BEGIN Excerpt

If the legalization of weed keeps chugging along, commercials for cannabis might one day be as commonplace as the ads we get served for lite beer: a little bit silly, a little bit informational, and ultimately forgettable. Right now, the United States doesn’t have full legalization. We haven’t yet been treated to cannabis marketing on a grand scale. But we have our first taste of it.
On Sunday, MedMen, the largest cannabis company started in the U.S., premiered what it says is the first-ever TV commercial for a marijuana dispensary on its YouTube channel. It is far from silly. Directed by Oscar-winner Spike Jonze and narrated by actor and activist Jesse Williams, it briefly traces the history of cannabis in America, starting with George Washington’s hemp farm. It portrays all the weed stereotypes you can imagine—like blissed out hippies and tight-laced parents frothing about Reefer Madness—as essential stops on the road to cannabis normalization. But more importantly, it examines the racial injustices wrought by the drug war, with police officers enforcing stop and frisk, and the justice system then enforcing years-long incarceration, as issues that plague cannabis culture to this day.
That’s what the infant cannabis industry can change. Investors will look to cash in on a booming market. Wellness experts and doctors will advocate for therapeutic and medicinal use. And along the way, marijuana will be decriminalized, because no one is going to be eager to lock up those investors and wellness experts and doctors. Cannabis will be the “new normal,” the commercial argues.
“I think a connective thread needs to be made, because the truth is, in middle-income white America, [cannabis] is already pretty normal: It’s the joke in every single coming-of-age movie, from Animal House to Superbad,” Williams says in an interview about making the commercial. “White people know their kids smoke weed … They’re selling it, and buying it, but it’s not that big of a deal, because they’re human beings with potential in their lives, and that’s OK. But when black and brown folks do it, we’re thrown in cages for the rest of our lives, shot in the street, and then it’s justified in the news because someone might have had some marijuana in their system.”
MedMen operates 20 dispensaries around the country, which will soon blossom to 76, thanks to a pending merger with another cannabis company. Hailed as the “Apple Store of Weed” and the “Starbucks of Pot,” its dispensaries are spotlessly clean and non-threatening. It is successful enough to pull in big talent like Jonze and Williams. Though it currently faces a handful of lawsuits, MedMen is trying to carve out a future for weed that is free from stigma—and one where it can position itself as a company advocating for social justice, not just as a company making pot palatable for wealthier, whiter, law-abiding folks.
MedMen’s commercial, called “The New Normal,” will be screened before movies and heard on Sirius XM radio. The company has secured contracts with TV networks like E!, Bravo, and Oxygen, its chief marketing officer told Forbes. And Jonze is also working on a short documentary about individual characters in the spot.

END Excerpt
BEGIN Dataset excerpts

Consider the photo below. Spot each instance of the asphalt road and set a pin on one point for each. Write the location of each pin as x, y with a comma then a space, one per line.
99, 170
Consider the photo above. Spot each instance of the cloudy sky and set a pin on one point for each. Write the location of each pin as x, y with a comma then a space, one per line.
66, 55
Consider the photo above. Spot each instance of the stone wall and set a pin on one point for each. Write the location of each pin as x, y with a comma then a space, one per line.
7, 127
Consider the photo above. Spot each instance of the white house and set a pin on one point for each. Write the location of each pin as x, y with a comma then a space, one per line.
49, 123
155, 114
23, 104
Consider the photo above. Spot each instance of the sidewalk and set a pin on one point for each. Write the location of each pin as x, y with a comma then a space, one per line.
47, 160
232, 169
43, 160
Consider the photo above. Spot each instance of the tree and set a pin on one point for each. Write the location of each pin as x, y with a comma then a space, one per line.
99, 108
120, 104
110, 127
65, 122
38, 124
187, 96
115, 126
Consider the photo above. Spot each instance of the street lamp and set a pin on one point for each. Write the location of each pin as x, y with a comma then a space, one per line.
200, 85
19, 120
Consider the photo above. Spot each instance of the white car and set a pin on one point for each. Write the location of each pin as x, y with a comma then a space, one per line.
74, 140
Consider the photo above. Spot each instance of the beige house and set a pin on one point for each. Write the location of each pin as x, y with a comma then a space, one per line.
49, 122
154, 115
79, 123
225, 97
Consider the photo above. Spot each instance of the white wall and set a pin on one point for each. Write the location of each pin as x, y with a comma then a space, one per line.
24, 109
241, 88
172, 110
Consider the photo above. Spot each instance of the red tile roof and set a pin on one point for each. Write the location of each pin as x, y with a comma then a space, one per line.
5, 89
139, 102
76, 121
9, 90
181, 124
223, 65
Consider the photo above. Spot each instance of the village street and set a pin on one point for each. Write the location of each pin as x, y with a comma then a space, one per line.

END Dataset excerpts

- Required action
Please write out everything in the cannabis commercial article from "That’s what the" down to "the commercial argues.", word for word.

- Output
That’s what the infant cannabis industry can change. Investors will look to cash in on a booming market. Wellness experts and doctors will advocate for therapeutic and medicinal use. And along the way, marijuana will be decriminalized, because no one is going to be eager to lock up those investors and wellness experts and doctors. Cannabis will be the “new normal,” the commercial argues.